# Tips for Successful Christian Marriages



## Loving (Aug 14, 2012)

Good day ladies,

I am not engaged yet but have been dating for a little while now and my SO and I have been discussing marriage for some time. We both love God and each other very much and are committed to each other.  We also know that marriage is a whole different ball game from dating. 

I see so many marriages on a whole which are failing BUT there are many that are successful. My parents for example have been married for 35 years. I have seen the highs and lows of their marriage but they stuck through it all. I know the most important factor in their marriage is their faith in God, coupled with love and commitment. They are from a different age though....they are in their late 50s and early 60s. 

I need some tips for this 'generation'. What are your tips for a successful Christian marriage?


----------



## LucieLoo12 (Aug 14, 2012)

Well I am not married........

But I have alot of successful marriages that surround me, so I will share what they do and things they share with me

1). Love God more than yall love each other
2). Praying, fasting, studying the word together
3). Love is not based on a "feeling". He may iritate you or vice versa but just because that happens does not mean he doesn't love you or vice versa.
4). Before you get married, sit down with your pastor and discuss EVERYTHING. Put everything on the table including goals, kids, jobs etc, then line it up with the word of God. I know in marriage there are surprises but somethings can be avoided ahead of time.
5). As a woman, submit to your husband. I know in 2012 "Independent Woman" Era that is shunned away from, but the bible speaks about being submissive. Submissive doesnt mean doormat. But be willing to let your husband lead you and your household. Let him be able to be a man. Support your husband. Wives are help meets, we are there to assist them in their walk with God, not make it difficult.
6). Compromise! Compromise Compromise! You wont win every decision or argument. But that's the thing, it's not about winning, but it's about you and your husband being a team, being one as the bible states..Expect hard times, you are bringing two people together and you are making them ONE. It won't be easy, but just remember a disagreement does not mean the love is not there
7). Go in with the mind that divorce is not a option. It is until death do you part. 
8). Don't tell everyone all your business in your marriage.

9). *And it's bolded because it's the most important one. Everything you ever learned about marriage from the world, Tv, books, movies, your own thoughts,family, friends..any "wordly" wisdom, throw it out the window.  And tell yourself, I will order my marriage strictly by the word of God..*


Soooo...once again I know I am not married, so it may not hold any weight, but this is the godly advice I have been given


----------



## Galadriel (Aug 14, 2012)

Hi Loving 

I've been married 8 years. LucieLoo gave some great advice up top.

I would also add:

1) Don't underestimate communication. Men and women do not think alike and a simple misunderstanding could (unnecessarily) turn into a huge argument simply b/c you never thought to voice/express your feelings and communicate.

2) I agree with centering your marriage on God and His will for your lives. Pray together.

3) Don't try to involve 3rd parties when you have a disagreement/argument. It's a recipe for drama.

4) Go to premarital counseling, and be open about discussing everything from child-rearing to household chores and finances.


----------



## Shimmie (Aug 14, 2012)

I tagged Laela, Nice & Wavy, mrselle, Health&hair28 

Adding:  Supergirl


----------



## Loving (Aug 14, 2012)
■ ■ ■ ■
*EXERCISE INSTRUCTIONS*. Carry on the forum thread about Christian marriage tips from its final line.
■ ■ ■ ■
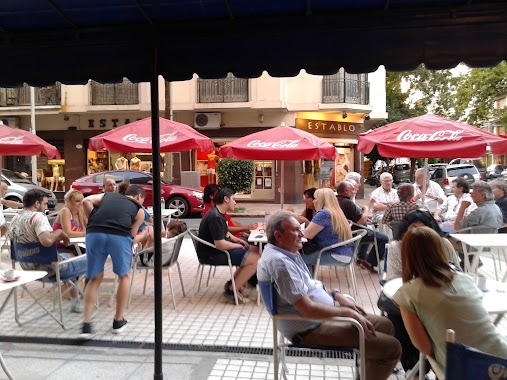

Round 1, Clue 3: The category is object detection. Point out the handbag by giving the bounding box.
[301,239,321,255]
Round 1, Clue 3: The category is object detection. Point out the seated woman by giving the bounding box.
[386,209,459,280]
[377,209,459,371]
[303,188,354,265]
[287,187,317,226]
[202,183,258,238]
[394,227,507,371]
[489,178,507,234]
[433,178,477,232]
[53,189,88,254]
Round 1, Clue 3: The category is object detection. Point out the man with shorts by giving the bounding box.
[197,189,260,304]
[81,185,146,338]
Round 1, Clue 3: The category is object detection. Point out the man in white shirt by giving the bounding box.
[414,168,447,214]
[370,172,399,223]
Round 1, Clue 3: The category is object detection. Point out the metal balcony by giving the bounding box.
[0,83,62,107]
[197,74,248,103]
[322,75,370,105]
[90,79,139,106]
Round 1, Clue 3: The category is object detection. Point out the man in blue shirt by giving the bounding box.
[257,211,401,380]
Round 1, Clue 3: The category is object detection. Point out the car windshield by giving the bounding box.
[2,169,33,184]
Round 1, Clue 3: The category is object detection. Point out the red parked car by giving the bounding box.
[72,170,204,218]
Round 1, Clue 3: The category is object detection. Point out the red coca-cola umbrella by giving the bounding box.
[357,115,507,158]
[219,125,336,208]
[0,124,60,158]
[357,114,507,204]
[88,117,214,153]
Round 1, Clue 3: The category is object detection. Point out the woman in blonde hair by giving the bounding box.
[53,189,88,252]
[303,188,354,265]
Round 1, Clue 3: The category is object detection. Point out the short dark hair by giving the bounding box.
[303,187,317,199]
[125,185,146,198]
[23,189,49,207]
[202,183,220,203]
[215,188,235,205]
[451,177,470,193]
[394,208,444,241]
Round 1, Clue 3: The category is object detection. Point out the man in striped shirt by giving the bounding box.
[257,211,401,380]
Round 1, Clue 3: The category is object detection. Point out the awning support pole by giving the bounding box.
[150,48,164,380]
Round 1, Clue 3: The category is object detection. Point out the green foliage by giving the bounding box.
[217,158,254,193]
[456,61,507,126]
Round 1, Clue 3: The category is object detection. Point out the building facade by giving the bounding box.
[0,67,387,203]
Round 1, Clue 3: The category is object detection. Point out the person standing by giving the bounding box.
[81,185,146,338]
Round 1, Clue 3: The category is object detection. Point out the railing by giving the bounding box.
[322,76,370,105]
[197,75,248,103]
[0,83,62,107]
[90,79,139,106]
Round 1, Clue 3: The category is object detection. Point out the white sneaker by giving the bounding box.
[70,296,83,313]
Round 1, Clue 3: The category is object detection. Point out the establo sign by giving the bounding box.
[296,118,364,137]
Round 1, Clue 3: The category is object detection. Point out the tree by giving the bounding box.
[217,158,254,193]
[456,61,507,127]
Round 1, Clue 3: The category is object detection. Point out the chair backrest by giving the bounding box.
[445,330,507,380]
[169,231,187,266]
[259,281,278,315]
[11,241,58,264]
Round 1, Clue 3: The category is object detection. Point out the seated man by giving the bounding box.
[336,181,389,273]
[454,181,503,233]
[370,172,399,223]
[197,189,259,304]
[9,189,87,313]
[414,168,447,214]
[382,183,417,224]
[257,211,401,380]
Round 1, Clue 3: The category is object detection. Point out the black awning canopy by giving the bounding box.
[0,0,507,86]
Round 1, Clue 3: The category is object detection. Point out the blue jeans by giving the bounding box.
[58,252,88,281]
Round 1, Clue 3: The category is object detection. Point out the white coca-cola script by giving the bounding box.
[122,131,178,144]
[246,140,301,149]
[0,136,23,145]
[396,129,464,141]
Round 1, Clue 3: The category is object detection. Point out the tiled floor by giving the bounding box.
[0,238,507,379]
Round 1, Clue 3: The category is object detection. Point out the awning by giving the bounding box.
[0,0,507,86]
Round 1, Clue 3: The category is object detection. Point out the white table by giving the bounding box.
[382,277,507,325]
[450,234,507,282]
[0,270,47,380]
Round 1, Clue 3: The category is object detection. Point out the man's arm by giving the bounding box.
[292,295,375,335]
[83,193,105,218]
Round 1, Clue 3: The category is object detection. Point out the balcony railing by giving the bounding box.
[0,83,62,107]
[197,74,248,103]
[322,76,370,105]
[90,79,139,106]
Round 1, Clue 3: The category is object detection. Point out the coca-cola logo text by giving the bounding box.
[396,129,464,141]
[246,140,301,149]
[122,131,178,144]
[0,136,23,145]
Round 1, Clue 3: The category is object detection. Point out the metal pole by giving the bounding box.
[30,86,37,183]
[150,55,164,380]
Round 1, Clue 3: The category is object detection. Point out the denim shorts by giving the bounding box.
[86,232,134,279]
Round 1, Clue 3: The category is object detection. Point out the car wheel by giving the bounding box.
[166,197,190,218]
[460,173,475,183]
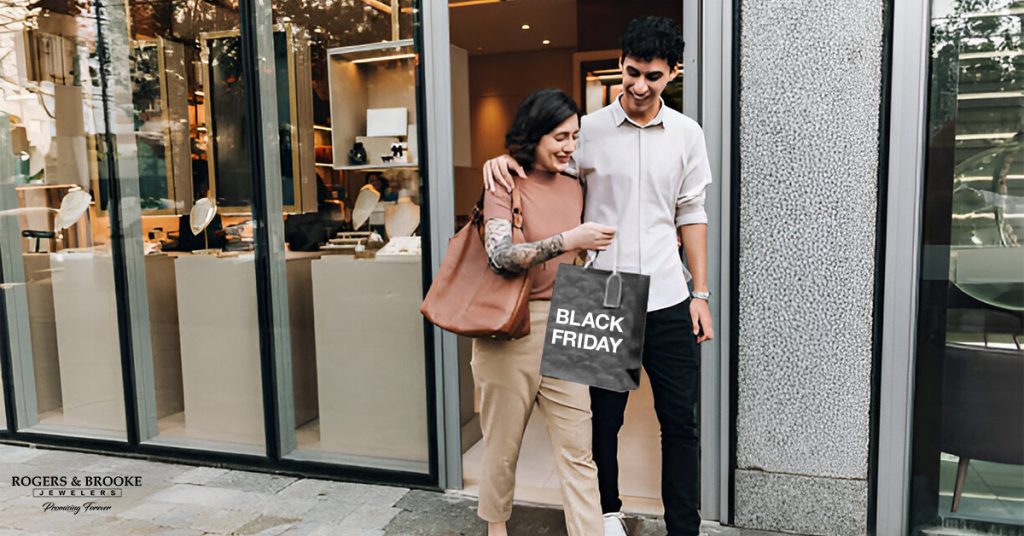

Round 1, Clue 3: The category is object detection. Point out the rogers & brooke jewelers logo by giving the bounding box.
[11,476,142,514]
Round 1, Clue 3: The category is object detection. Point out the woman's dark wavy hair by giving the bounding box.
[505,89,580,172]
[620,16,683,69]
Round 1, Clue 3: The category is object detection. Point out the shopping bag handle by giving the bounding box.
[584,232,623,308]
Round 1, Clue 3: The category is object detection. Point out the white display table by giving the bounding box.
[312,255,428,462]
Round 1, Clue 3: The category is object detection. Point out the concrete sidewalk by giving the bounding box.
[0,445,782,536]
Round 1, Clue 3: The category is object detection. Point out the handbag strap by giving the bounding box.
[512,183,526,244]
[469,182,526,244]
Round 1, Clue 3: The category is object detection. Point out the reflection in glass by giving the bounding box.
[911,0,1024,534]
[0,2,125,440]
[119,0,265,455]
[200,25,316,212]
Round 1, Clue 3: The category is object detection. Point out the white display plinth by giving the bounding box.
[174,254,264,445]
[175,253,318,445]
[312,255,428,462]
[50,250,125,431]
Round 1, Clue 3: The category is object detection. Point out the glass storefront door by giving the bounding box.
[0,2,132,441]
[262,0,432,473]
[910,0,1024,534]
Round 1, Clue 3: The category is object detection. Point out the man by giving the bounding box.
[483,16,714,536]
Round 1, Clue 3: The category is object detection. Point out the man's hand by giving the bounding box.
[483,155,526,192]
[690,298,715,344]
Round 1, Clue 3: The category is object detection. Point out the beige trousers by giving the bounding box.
[472,300,604,536]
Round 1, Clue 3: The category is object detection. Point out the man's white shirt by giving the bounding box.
[572,98,711,311]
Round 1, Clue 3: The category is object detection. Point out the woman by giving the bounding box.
[472,89,614,536]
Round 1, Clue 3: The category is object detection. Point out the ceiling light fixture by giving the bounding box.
[352,53,416,64]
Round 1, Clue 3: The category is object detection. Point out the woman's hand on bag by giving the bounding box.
[483,155,526,192]
[562,221,615,251]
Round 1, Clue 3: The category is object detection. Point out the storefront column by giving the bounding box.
[733,0,887,535]
[420,2,462,489]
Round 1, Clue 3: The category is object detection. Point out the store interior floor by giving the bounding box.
[939,453,1024,525]
[463,374,664,516]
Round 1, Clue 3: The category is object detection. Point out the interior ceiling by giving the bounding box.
[449,0,577,54]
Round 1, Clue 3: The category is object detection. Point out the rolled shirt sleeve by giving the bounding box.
[676,126,711,228]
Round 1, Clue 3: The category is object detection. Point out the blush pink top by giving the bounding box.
[483,169,583,299]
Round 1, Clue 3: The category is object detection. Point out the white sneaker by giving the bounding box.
[604,511,626,536]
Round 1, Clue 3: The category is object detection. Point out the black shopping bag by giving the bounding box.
[541,264,650,391]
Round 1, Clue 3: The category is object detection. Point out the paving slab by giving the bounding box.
[0,445,794,536]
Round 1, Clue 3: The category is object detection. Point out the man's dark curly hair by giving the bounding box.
[505,89,580,173]
[620,16,683,69]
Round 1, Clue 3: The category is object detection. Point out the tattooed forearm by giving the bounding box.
[484,219,565,274]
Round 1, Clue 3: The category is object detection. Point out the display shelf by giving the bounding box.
[334,162,420,171]
[328,39,419,170]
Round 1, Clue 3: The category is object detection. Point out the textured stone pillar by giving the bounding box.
[735,0,886,535]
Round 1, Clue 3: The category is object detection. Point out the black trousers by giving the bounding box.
[590,299,700,536]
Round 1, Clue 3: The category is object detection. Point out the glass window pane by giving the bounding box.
[0,2,125,439]
[911,0,1024,533]
[273,0,428,472]
[119,0,265,455]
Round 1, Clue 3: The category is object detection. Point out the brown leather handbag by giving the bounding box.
[420,189,530,339]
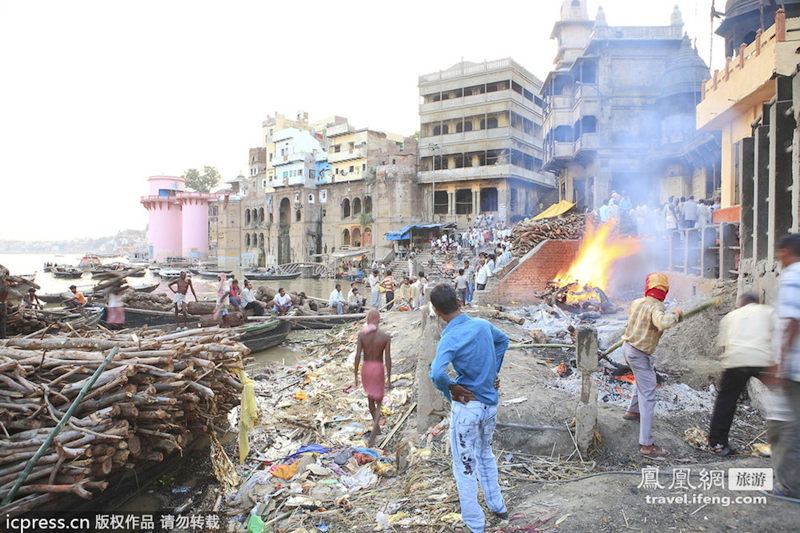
■ ■ ■ ■
*ANSWER FOR THIS EXERCISE*.
Thanks ladies! Keep them coming!


----------



## naturalgyrl5199 (Aug 14, 2012)

LucieLoo12 said:


> Well I am not married........
> 
> But I have alot of successful marriages that surround me, so I will share what they do and things they share with me
> 
> ...


 
Wise words.

Happily married 5 years. We do all this. We do a Daniel fast together every January. 

And yes, your words carry a lot of weight. Married or not, wisdom is wisdom.


----------



## naturalgyrl5199 (Aug 14, 2012)

Galadriel said:


> Hi @Loving
> 
> I've been married 8 years. LucieLoo gave some great advice up top.
> 
> ...


 
Our pre-marital counseling was serious but hilarious. Best thing we ever did. And we did group classes before the wedding. We learned that our relationship was very mature compared to what other couples were struggling with.


----------



## LucieLoo12 (Aug 14, 2012)

naturalgyrl5199 said:


> Our pre-marital counseling was serious but hilarious. Best thing we ever did. And we did group classes before the wedding. We learned that our relationship was very mature compared to what other couples were struggling with.


 
It's a requirement through our church to get pre-martial classes.

They get nitty gritty too lol..By the time you done, you are going to know almost everything about that person. 


Can you explain the group classes? What's that?

naturalgyrl5199


----------



## mrselle (Aug 14, 2012)

LucieLoo12 said:


> Well I am not married........
> 
> But I have alot of successful marriages that surround me, so I will share what they do and things they share with me
> 
> ...



Happily married for 11 years and I whole heartedly agree with everything you said.


----------



## Laela (Aug 14, 2012)

YES..this! ITA  ... and everything Galadriel also said..  Marriage is work and commitment...




LucieLoo12 said:


> 7). Go in with the mind that *divorce is not a option. *It is until death do you part.


----------



## Rainbow Dash (Aug 14, 2012)

Happily married 12 years and I agree with the wisdom that has been posted.

1. God centered marriage.

2. Communication....we are best buds and we talk about most things with one another. Listen to one another!!

3. Time...spend quality time together. Continue go on dates when the children come. Also, allow space for your girl time and his guy time. 

4. Weather the storms of life as ONE.  Draw close and uphold one another. 

5. Do not allow anyone to come between you and your spouse. 


6. Forgive and have grace.


----------



## LucieLoo12 (Aug 14, 2012)

Health&hair28

12 years!!!!! ...Congrats!!! 

I thought you was like 25-28yrs old. I don't know why but I did....


----------



## Supergirl (Aug 14, 2012)

My biggie for successful Christian marriage has to do with building the foundation for your marriage, as in everything you do _before_ you get married.

1. Make sure you are the right _you_ before you try to integrate your life with someone else's. 
2. Short dating periods are a no-no. I can't necessarily give you an exact number for how long to date, but rushing in is a sure fire way to build an unstable marital foundation. Let's just say if your courting period lasted X amount of months, maybe you need some more time.
3. Don't get married until you have God's peace about it. You can be with the right person, but get married at the wrong time and probably mess things up really badly.
4. Try not to feel pressured because of what's going on around you as in all of your homies are getting married.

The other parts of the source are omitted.